# Stored records

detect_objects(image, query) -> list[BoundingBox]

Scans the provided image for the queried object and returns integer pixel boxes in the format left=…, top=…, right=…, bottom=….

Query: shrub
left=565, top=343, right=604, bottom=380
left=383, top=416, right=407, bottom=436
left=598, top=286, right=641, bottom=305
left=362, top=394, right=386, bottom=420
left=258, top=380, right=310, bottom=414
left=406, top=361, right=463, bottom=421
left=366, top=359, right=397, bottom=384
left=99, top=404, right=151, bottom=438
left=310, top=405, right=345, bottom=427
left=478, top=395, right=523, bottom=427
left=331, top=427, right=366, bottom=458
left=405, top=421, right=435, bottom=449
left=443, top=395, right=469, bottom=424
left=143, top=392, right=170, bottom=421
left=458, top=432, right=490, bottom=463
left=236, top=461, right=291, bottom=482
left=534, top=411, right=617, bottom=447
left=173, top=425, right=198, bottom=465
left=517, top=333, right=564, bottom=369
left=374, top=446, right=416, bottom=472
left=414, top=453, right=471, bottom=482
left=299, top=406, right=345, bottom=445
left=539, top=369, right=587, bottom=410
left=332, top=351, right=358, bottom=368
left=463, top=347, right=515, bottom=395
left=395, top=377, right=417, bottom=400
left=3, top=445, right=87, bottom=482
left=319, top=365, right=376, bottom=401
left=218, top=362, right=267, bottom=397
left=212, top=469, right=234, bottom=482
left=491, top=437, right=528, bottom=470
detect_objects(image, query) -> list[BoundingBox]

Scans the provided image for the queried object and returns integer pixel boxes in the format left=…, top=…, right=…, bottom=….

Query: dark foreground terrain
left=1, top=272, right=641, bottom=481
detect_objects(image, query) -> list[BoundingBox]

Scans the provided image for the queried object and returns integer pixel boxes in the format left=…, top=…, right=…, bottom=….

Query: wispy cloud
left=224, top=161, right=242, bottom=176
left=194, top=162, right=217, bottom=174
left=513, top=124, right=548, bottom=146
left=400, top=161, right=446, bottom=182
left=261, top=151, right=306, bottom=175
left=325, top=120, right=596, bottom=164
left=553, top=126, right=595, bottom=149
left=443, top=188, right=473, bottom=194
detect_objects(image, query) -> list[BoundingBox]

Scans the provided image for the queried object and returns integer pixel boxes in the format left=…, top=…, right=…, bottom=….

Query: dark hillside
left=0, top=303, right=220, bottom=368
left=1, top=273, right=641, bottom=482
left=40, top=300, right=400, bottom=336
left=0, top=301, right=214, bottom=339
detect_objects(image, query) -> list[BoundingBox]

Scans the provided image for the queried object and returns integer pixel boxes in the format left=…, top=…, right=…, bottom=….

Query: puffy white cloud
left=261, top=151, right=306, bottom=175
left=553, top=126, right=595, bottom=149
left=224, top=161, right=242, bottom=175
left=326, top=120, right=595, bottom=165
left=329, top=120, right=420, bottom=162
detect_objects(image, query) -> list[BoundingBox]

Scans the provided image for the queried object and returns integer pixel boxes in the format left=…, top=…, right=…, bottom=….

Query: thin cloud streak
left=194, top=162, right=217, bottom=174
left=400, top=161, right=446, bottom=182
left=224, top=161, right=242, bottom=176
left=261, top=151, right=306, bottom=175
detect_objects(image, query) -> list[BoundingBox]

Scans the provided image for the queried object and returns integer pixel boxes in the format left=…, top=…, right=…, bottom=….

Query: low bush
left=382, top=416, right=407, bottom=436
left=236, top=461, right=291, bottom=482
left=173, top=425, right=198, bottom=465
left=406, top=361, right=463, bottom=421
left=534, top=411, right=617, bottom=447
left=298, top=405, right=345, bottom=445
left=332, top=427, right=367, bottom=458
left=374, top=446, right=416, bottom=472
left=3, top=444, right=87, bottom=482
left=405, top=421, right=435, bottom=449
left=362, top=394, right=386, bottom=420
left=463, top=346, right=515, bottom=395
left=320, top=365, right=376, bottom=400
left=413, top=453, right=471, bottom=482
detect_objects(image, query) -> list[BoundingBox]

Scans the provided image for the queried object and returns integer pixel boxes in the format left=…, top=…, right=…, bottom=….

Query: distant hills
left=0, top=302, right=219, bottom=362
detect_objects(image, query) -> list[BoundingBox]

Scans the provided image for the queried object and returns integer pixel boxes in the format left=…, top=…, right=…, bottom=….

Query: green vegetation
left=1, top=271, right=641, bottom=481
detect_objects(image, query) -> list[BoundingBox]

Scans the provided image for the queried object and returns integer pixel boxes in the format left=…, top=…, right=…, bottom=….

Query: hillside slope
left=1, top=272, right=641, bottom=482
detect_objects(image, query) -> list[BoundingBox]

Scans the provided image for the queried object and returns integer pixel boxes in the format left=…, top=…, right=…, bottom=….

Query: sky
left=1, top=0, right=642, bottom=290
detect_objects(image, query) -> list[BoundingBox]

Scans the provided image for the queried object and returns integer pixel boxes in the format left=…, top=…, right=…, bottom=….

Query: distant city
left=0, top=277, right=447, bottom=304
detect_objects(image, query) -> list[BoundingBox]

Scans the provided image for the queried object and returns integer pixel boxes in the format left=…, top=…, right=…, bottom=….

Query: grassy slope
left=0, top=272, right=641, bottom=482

# PROBLEM TO SOLVE
Output an exact copy of each record.

# PROBLEM SOLUTION
detect_objects(image, query) -> list[BoundingBox]

Scans the provided image for the queried object and returns integer pixel boxes in the format left=…, top=…, right=…, bottom=….

Query: shrub
left=565, top=343, right=604, bottom=380
left=383, top=416, right=407, bottom=436
left=598, top=286, right=641, bottom=305
left=362, top=394, right=386, bottom=420
left=258, top=380, right=310, bottom=414
left=406, top=361, right=463, bottom=421
left=366, top=359, right=397, bottom=384
left=99, top=404, right=151, bottom=438
left=310, top=405, right=345, bottom=427
left=478, top=395, right=523, bottom=427
left=331, top=427, right=366, bottom=458
left=405, top=421, right=435, bottom=449
left=443, top=395, right=469, bottom=424
left=143, top=392, right=170, bottom=421
left=458, top=432, right=490, bottom=463
left=236, top=461, right=291, bottom=482
left=534, top=411, right=617, bottom=447
left=173, top=425, right=198, bottom=465
left=517, top=333, right=564, bottom=369
left=374, top=446, right=416, bottom=472
left=414, top=453, right=471, bottom=482
left=299, top=406, right=345, bottom=445
left=539, top=369, right=587, bottom=410
left=332, top=351, right=358, bottom=368
left=463, top=347, right=515, bottom=395
left=395, top=377, right=417, bottom=400
left=3, top=445, right=87, bottom=482
left=319, top=365, right=376, bottom=401
left=218, top=362, right=267, bottom=397
left=212, top=469, right=234, bottom=482
left=491, top=437, right=528, bottom=470
detect_objects(image, query) -> list[BoundingBox]

Scans the provided image for the queried object and returns integer pixel boxes in the format left=…, top=…, right=…, bottom=….

Query: dark foreground terrain
left=1, top=272, right=641, bottom=481
detect_objects(image, query) -> list[BoundingBox]

Scans the provided image for the queried object and returns integer pixel boxes in the format left=…, top=…, right=…, bottom=….

Query: wispy cloud
left=224, top=161, right=242, bottom=176
left=194, top=162, right=217, bottom=174
left=513, top=124, right=548, bottom=146
left=400, top=161, right=446, bottom=182
left=261, top=151, right=306, bottom=175
left=325, top=120, right=596, bottom=164
left=553, top=126, right=595, bottom=149
left=443, top=188, right=473, bottom=194
detect_objects(image, query) -> list[BoundingBox]

Scans the provided image for the queried object and returns integer pixel boxes in the format left=…, top=…, right=…, bottom=….

Query: dark hillside
left=0, top=303, right=220, bottom=368
left=1, top=273, right=641, bottom=482
left=40, top=300, right=400, bottom=336
left=0, top=301, right=214, bottom=339
detect_objects(image, query) -> list[BoundingBox]

Scans the provided image for the queried object and returns integer pixel boxes in the format left=…, top=…, right=…, bottom=….

Query: puffy white cloud
left=261, top=151, right=306, bottom=175
left=553, top=126, right=595, bottom=149
left=224, top=161, right=242, bottom=175
left=326, top=120, right=595, bottom=165
left=329, top=120, right=420, bottom=162
detect_objects(image, query) -> list[BoundingBox]

Scans the provided image for the queried object and returns integer pixel boxes in the format left=…, top=…, right=…, bottom=….

Query: thin cloud streak
left=194, top=162, right=217, bottom=174
left=400, top=161, right=446, bottom=182
left=224, top=161, right=242, bottom=176
left=261, top=151, right=306, bottom=175
detect_objects(image, query) -> list[BoundingBox]

Scans the provided image for the queried object and returns integer pixel boxes in the format left=…, top=…, right=…, bottom=….

Query: low bush
left=382, top=416, right=407, bottom=436
left=236, top=461, right=291, bottom=482
left=173, top=425, right=198, bottom=465
left=406, top=361, right=463, bottom=421
left=534, top=411, right=617, bottom=447
left=298, top=405, right=345, bottom=445
left=332, top=427, right=367, bottom=458
left=374, top=446, right=416, bottom=472
left=3, top=444, right=87, bottom=482
left=405, top=421, right=435, bottom=449
left=362, top=394, right=386, bottom=420
left=463, top=346, right=515, bottom=395
left=320, top=365, right=376, bottom=400
left=413, top=453, right=471, bottom=482
detect_objects(image, query) -> list[BoundingBox]

Scans the provided image for the queried object and returns integer pixel boxes in the format left=…, top=…, right=…, bottom=….

Query: distant hills
left=0, top=302, right=219, bottom=362
detect_objects(image, query) -> list[BoundingBox]

Scans the provided image for the queried object and returns integer pixel boxes in the format left=…, top=…, right=…, bottom=….

Query: green vegetation
left=1, top=271, right=641, bottom=481
detect_objects(image, query) -> list[BoundingBox]

Scans the provided image for the queried object and returns integer pixel boxes in the format left=…, top=…, right=…, bottom=….

Query: hillside slope
left=1, top=272, right=641, bottom=482
detect_objects(image, query) -> list[BoundingBox]

Scans the provided image for the queried object and returns integer pixel boxes in the format left=…, top=…, right=…, bottom=….

Query: sky
left=1, top=0, right=642, bottom=290
detect_objects(image, query) -> list[BoundingBox]

Scans the provided image for the queried object and returns integer pixel boxes in the format left=…, top=…, right=…, bottom=….

Query: distant city
left=0, top=277, right=447, bottom=304
detect_objects(image, query) -> list[BoundingBox]

Scans the provided image for the queried object and returns integer pixel boxes in the format left=…, top=…, right=…, bottom=….

Query: grassy slope
left=0, top=272, right=641, bottom=482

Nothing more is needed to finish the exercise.